(Point annotation entries)

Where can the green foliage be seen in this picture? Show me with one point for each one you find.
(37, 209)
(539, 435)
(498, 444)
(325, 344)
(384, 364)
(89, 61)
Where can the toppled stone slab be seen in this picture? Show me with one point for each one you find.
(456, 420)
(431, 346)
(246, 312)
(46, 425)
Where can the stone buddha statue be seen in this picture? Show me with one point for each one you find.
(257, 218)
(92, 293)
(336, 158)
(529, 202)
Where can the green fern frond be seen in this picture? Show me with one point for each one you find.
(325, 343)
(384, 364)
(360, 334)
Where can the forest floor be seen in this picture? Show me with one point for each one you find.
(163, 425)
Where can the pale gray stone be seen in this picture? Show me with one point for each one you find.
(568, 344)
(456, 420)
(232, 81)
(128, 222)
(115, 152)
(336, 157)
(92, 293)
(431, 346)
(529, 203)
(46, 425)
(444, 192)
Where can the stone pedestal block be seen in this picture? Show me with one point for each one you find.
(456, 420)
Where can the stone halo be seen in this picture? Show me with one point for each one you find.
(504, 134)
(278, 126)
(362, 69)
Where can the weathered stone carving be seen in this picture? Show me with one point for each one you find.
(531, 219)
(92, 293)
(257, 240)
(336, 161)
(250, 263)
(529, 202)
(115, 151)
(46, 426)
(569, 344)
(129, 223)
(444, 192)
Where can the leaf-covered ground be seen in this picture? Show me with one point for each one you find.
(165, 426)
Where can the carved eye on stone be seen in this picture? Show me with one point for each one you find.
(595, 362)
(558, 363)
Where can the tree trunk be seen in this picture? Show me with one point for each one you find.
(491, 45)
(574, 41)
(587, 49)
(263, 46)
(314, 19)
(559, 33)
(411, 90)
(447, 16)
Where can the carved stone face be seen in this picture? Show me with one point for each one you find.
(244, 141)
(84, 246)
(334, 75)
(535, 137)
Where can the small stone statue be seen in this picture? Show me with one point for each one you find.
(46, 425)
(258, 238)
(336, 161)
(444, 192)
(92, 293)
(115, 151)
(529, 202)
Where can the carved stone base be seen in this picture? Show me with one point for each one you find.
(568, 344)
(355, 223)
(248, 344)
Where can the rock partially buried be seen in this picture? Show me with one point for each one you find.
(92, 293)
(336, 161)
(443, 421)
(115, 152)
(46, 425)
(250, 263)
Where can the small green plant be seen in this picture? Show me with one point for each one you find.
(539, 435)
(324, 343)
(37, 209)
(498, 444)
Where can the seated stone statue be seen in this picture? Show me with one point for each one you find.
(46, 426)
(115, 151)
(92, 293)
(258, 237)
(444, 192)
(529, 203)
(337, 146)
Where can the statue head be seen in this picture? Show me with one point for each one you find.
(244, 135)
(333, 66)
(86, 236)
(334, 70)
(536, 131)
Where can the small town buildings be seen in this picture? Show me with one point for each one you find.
==
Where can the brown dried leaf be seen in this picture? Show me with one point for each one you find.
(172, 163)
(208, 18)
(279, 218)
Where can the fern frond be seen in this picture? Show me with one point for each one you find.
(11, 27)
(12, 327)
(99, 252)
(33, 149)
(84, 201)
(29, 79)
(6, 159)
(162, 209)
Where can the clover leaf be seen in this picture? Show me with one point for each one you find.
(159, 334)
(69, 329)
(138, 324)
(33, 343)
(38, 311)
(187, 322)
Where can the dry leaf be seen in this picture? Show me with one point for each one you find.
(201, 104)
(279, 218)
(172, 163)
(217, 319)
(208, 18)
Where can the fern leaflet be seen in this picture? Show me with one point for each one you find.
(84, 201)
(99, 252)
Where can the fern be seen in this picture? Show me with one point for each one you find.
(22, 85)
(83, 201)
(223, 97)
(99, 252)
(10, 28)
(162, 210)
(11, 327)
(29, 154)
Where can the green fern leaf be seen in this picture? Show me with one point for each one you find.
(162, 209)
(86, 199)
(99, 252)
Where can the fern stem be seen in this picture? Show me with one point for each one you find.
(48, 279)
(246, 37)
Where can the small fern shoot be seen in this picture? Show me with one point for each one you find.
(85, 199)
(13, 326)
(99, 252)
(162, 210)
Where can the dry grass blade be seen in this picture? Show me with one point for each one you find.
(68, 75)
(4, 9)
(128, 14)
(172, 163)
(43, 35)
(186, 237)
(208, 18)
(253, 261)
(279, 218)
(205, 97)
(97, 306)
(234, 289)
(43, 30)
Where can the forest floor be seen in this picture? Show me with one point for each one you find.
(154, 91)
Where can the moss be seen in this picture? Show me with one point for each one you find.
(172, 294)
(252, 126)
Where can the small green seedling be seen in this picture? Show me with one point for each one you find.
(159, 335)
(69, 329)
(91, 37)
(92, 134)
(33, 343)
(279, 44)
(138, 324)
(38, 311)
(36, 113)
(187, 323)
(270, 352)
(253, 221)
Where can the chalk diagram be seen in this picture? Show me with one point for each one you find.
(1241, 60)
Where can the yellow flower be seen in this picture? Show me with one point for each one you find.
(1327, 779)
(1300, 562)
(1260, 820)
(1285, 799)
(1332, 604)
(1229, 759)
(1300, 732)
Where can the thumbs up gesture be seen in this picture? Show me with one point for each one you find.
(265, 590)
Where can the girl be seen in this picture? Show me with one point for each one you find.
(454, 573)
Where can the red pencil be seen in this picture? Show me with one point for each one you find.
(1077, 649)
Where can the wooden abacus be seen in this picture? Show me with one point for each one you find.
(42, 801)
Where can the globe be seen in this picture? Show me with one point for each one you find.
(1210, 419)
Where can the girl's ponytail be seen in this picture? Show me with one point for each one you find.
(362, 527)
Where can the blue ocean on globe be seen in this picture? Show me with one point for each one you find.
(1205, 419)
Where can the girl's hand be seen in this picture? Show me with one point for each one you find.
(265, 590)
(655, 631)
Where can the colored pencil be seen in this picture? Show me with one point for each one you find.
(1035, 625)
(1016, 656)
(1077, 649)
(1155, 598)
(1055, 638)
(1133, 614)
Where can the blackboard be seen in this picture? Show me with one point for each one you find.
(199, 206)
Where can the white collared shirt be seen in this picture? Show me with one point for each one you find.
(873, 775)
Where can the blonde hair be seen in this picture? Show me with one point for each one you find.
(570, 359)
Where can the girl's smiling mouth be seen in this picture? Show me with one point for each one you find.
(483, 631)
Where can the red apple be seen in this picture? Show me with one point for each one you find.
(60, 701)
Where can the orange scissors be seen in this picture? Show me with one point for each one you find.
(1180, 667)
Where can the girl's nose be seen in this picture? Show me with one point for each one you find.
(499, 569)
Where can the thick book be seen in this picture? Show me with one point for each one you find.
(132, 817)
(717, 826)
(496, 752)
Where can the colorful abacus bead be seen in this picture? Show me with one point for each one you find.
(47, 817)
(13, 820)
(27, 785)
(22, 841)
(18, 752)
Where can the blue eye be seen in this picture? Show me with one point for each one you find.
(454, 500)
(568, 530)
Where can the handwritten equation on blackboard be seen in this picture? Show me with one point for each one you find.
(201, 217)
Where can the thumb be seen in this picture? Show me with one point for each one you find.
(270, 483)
* * *
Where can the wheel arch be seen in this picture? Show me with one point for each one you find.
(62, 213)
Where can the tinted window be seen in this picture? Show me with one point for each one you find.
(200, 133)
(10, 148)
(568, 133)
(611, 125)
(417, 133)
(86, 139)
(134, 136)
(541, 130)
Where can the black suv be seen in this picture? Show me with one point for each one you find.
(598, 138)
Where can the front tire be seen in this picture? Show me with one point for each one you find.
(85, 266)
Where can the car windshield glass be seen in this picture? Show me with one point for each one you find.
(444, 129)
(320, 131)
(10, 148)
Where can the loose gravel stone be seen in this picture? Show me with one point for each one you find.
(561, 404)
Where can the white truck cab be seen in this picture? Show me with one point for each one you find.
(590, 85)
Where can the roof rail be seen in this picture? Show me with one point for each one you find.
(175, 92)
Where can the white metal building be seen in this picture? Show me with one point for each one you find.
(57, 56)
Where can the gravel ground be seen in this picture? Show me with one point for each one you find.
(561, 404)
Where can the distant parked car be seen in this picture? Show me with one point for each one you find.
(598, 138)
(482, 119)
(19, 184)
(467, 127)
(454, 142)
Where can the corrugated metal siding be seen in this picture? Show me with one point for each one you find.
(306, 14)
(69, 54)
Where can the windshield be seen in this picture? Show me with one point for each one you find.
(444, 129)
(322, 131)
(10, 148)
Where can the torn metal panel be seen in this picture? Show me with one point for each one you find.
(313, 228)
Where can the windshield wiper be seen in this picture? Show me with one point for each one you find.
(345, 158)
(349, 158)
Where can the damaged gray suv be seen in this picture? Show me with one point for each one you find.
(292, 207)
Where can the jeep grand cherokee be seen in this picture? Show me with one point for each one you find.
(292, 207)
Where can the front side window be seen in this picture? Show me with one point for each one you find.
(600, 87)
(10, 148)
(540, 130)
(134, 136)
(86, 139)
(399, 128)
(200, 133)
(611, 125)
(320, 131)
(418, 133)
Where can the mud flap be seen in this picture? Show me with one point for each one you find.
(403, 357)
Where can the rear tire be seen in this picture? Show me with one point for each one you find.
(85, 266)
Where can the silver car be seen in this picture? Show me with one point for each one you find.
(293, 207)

§ **GIVEN PROBLEM**: Put only the lines from the one that contains "Where can the carved stone base" through the one that contains "Where can the small town", both included, into a Markdown table. Use a "Row" column for the row number and a "Line" column for the line itself, and skip any blank lines.

§ **RESPONSE TO THE TASK**:
| Row | Line |
|---|---|
| 1 | Where can the carved stone base be seen in this picture? Show me with one point for each one you find. |
| 2 | (568, 344) |
| 3 | (355, 223) |
| 4 | (248, 344) |
| 5 | Where can the rock partially buried be seen in this picture? Show me with one point for each one you find. |
| 6 | (92, 293) |
| 7 | (336, 161) |
| 8 | (443, 421) |
| 9 | (115, 152) |
| 10 | (46, 425) |
| 11 | (250, 263) |
| 12 | Where can the small green plant be seen in this picture? Show me with one point for each one you find. |
| 13 | (539, 435) |
| 14 | (324, 343) |
| 15 | (37, 209) |
| 16 | (498, 444) |
| 17 | Where can the seated stone statue be seen in this picture? Show me with one point for each one you find. |
| 18 | (46, 426) |
| 19 | (115, 151) |
| 20 | (92, 293) |
| 21 | (258, 237) |
| 22 | (444, 192) |
| 23 | (529, 203) |
| 24 | (337, 146) |
| 25 | Where can the statue head be seen in this picture? Show me with one point for each one you find. |
| 26 | (244, 135) |
| 27 | (333, 66) |
| 28 | (86, 236) |
| 29 | (334, 70) |
| 30 | (536, 131) |
| 31 | Where can the small town buildings be seen in this picture? Show me with one point for each one you find. |